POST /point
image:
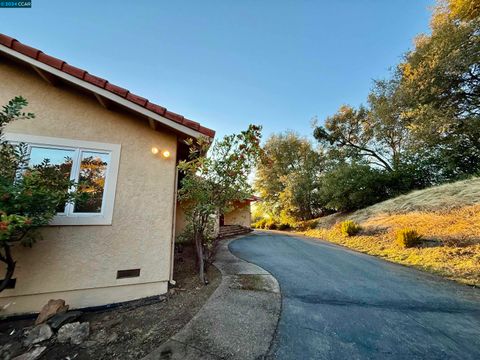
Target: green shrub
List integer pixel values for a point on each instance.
(408, 238)
(270, 225)
(260, 224)
(349, 228)
(283, 226)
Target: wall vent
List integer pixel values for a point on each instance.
(123, 274)
(11, 283)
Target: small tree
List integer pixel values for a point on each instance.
(29, 195)
(215, 179)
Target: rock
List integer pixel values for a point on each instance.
(38, 334)
(33, 354)
(50, 309)
(61, 319)
(8, 351)
(75, 332)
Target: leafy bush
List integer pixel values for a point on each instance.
(270, 225)
(408, 238)
(259, 224)
(283, 226)
(349, 228)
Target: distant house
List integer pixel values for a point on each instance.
(119, 245)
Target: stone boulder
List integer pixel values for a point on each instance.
(58, 320)
(33, 354)
(75, 333)
(50, 309)
(38, 334)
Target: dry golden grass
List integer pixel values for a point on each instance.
(447, 217)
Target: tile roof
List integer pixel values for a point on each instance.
(101, 83)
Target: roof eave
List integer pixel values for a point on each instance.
(40, 66)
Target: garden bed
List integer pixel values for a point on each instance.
(129, 331)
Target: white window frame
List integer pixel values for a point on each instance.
(79, 146)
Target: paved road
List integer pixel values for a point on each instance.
(338, 304)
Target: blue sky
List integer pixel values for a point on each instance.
(232, 62)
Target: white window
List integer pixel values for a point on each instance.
(91, 165)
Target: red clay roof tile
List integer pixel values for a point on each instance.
(174, 116)
(102, 83)
(136, 99)
(24, 49)
(160, 110)
(95, 80)
(74, 71)
(116, 90)
(50, 60)
(206, 131)
(191, 124)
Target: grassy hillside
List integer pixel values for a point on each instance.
(447, 216)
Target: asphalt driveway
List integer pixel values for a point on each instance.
(339, 304)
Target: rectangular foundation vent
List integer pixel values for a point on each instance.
(123, 274)
(10, 284)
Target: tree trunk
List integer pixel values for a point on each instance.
(200, 260)
(7, 259)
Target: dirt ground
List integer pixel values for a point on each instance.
(129, 331)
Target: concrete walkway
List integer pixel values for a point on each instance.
(339, 304)
(237, 322)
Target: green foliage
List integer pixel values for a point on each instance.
(287, 177)
(260, 224)
(408, 238)
(350, 187)
(29, 196)
(283, 226)
(349, 228)
(214, 178)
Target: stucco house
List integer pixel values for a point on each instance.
(119, 246)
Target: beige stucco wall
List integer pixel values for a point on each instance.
(181, 221)
(79, 263)
(239, 216)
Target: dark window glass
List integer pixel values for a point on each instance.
(91, 182)
(58, 161)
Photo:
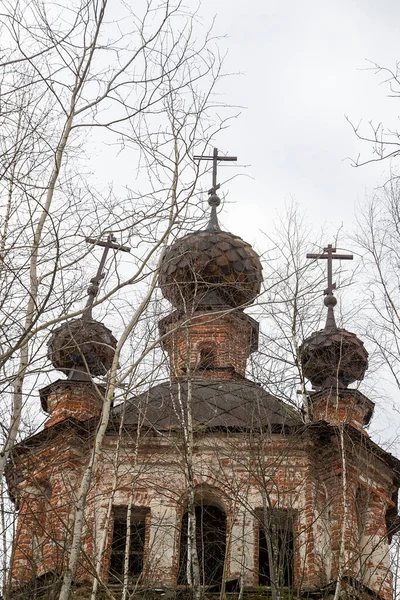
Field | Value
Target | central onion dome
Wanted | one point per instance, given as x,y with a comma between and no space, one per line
210,267
332,356
82,346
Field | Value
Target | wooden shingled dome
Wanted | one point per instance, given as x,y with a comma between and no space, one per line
335,357
83,345
206,263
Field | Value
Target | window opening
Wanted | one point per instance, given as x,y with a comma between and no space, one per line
361,505
206,358
210,543
276,547
136,547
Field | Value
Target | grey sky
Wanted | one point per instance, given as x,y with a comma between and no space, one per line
303,68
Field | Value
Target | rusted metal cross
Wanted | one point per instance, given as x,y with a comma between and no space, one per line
93,289
330,254
215,158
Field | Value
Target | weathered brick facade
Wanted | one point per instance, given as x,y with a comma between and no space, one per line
339,488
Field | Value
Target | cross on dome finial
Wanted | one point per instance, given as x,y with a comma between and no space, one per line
93,289
329,254
213,199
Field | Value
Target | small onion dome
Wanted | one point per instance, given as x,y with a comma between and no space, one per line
333,357
208,264
83,345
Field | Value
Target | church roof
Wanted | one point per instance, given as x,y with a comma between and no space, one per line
216,404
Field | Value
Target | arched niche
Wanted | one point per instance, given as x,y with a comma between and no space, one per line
210,517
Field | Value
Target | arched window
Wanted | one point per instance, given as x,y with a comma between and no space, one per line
206,357
210,544
275,547
361,506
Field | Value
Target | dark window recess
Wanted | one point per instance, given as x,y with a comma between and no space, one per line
206,358
136,547
211,545
361,504
276,547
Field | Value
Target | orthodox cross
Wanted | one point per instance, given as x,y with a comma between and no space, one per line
215,158
329,254
93,289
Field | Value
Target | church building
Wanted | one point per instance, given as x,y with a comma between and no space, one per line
207,485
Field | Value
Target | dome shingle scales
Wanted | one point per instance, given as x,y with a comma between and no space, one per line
210,261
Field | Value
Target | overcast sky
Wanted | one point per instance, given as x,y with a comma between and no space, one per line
303,68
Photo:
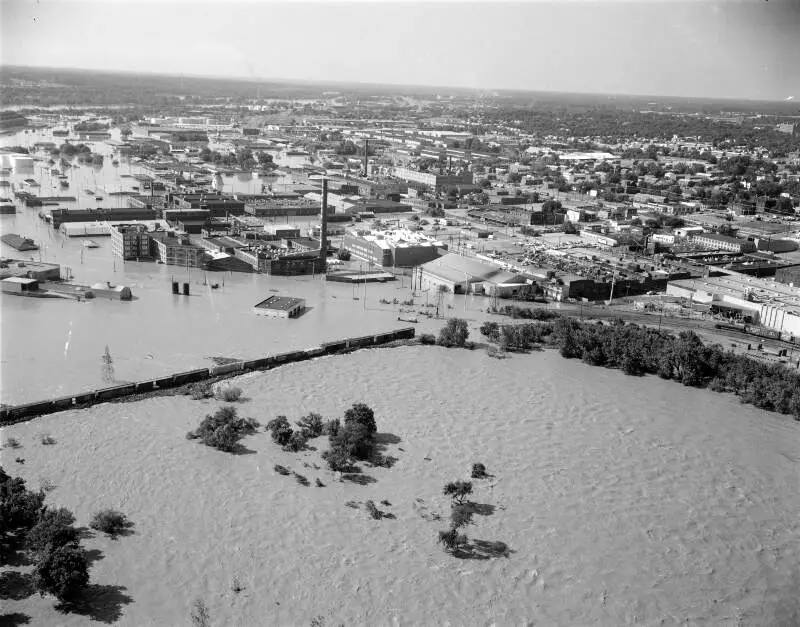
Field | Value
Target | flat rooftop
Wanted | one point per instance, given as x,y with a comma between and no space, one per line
280,303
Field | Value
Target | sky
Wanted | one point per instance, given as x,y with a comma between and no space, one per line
747,49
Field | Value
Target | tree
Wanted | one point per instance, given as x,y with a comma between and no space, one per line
458,490
223,429
63,572
337,460
280,429
452,540
490,330
363,415
454,333
354,440
53,530
19,507
110,522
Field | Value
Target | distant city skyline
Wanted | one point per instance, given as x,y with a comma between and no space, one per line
735,49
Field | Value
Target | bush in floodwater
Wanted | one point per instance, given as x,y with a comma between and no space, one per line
63,572
478,471
458,490
454,333
331,427
53,529
280,429
296,442
223,429
230,394
201,390
110,522
452,540
311,425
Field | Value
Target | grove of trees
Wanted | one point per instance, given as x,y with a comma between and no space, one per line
638,350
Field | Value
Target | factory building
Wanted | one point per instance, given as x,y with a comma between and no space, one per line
398,247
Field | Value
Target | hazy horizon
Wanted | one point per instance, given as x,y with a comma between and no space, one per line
705,49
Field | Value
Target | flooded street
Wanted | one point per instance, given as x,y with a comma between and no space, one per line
624,501
53,347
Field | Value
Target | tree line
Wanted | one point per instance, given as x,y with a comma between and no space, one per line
638,350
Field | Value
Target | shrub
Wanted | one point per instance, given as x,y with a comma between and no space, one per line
223,429
281,430
230,394
490,330
460,516
311,425
199,614
19,507
110,522
384,461
331,427
354,440
452,540
46,485
458,490
63,572
53,530
373,511
361,414
454,333
201,390
296,442
478,471
337,460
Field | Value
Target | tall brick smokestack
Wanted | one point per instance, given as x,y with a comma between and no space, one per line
323,236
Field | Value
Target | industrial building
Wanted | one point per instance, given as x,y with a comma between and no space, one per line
280,307
461,275
130,241
771,304
60,216
437,182
714,241
175,249
398,247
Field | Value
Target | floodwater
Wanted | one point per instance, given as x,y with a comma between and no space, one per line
623,500
53,347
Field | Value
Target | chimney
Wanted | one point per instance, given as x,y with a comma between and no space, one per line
323,236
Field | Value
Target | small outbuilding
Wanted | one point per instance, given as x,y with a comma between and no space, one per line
280,307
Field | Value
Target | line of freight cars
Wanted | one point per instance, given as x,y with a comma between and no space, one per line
11,414
755,330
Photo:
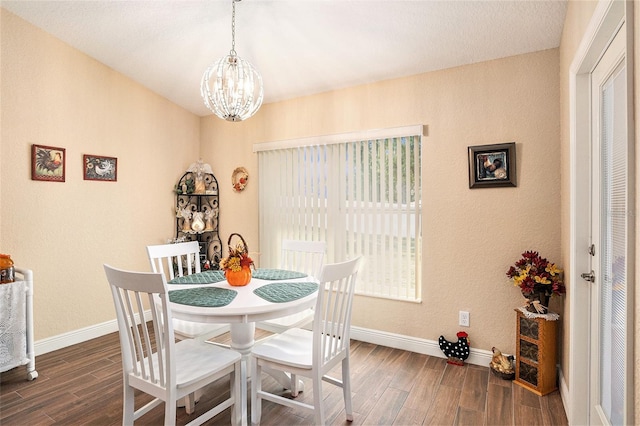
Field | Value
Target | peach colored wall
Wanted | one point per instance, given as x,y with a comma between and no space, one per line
471,237
54,95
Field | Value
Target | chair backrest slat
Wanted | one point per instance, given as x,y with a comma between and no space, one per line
333,309
303,256
173,260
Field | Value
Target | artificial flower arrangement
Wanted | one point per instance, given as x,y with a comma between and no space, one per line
237,264
536,275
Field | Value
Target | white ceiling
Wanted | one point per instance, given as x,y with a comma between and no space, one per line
300,47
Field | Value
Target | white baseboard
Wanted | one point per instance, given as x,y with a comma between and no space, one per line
415,344
74,337
398,341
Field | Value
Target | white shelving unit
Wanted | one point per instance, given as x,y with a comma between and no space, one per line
16,324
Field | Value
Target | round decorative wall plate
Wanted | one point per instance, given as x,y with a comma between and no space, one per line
239,179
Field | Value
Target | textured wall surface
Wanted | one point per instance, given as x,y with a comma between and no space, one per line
54,95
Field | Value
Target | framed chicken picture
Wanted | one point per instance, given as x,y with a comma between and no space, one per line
492,165
100,168
47,163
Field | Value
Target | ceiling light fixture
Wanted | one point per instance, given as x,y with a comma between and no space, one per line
231,87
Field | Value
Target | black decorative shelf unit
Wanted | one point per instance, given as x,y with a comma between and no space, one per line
198,214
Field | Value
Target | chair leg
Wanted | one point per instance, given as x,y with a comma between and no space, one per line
294,386
318,401
256,387
190,403
346,388
170,410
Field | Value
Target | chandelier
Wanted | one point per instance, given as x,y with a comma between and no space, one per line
231,87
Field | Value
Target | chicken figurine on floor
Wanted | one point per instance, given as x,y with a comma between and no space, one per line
456,352
502,365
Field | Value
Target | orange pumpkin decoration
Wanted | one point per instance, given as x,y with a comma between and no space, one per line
239,278
238,257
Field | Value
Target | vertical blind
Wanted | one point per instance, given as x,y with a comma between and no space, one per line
613,291
359,193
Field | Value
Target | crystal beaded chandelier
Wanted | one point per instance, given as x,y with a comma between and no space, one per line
231,87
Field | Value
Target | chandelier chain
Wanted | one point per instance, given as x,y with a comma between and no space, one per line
233,29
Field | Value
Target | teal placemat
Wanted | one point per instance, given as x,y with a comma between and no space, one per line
285,292
276,274
209,297
206,277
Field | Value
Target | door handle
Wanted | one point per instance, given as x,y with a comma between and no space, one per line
588,276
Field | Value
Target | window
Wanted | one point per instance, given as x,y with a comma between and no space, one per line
361,193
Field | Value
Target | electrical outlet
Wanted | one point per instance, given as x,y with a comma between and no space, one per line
464,318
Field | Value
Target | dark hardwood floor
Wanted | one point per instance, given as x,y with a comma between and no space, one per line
82,385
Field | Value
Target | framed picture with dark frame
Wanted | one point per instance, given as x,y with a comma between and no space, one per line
98,167
48,163
492,165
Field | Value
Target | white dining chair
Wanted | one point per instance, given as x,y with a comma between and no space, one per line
■ ■ ■ ■ ■ ■ ■
How many lines of the material above contain the string "chair"? Reply with the number alone.

3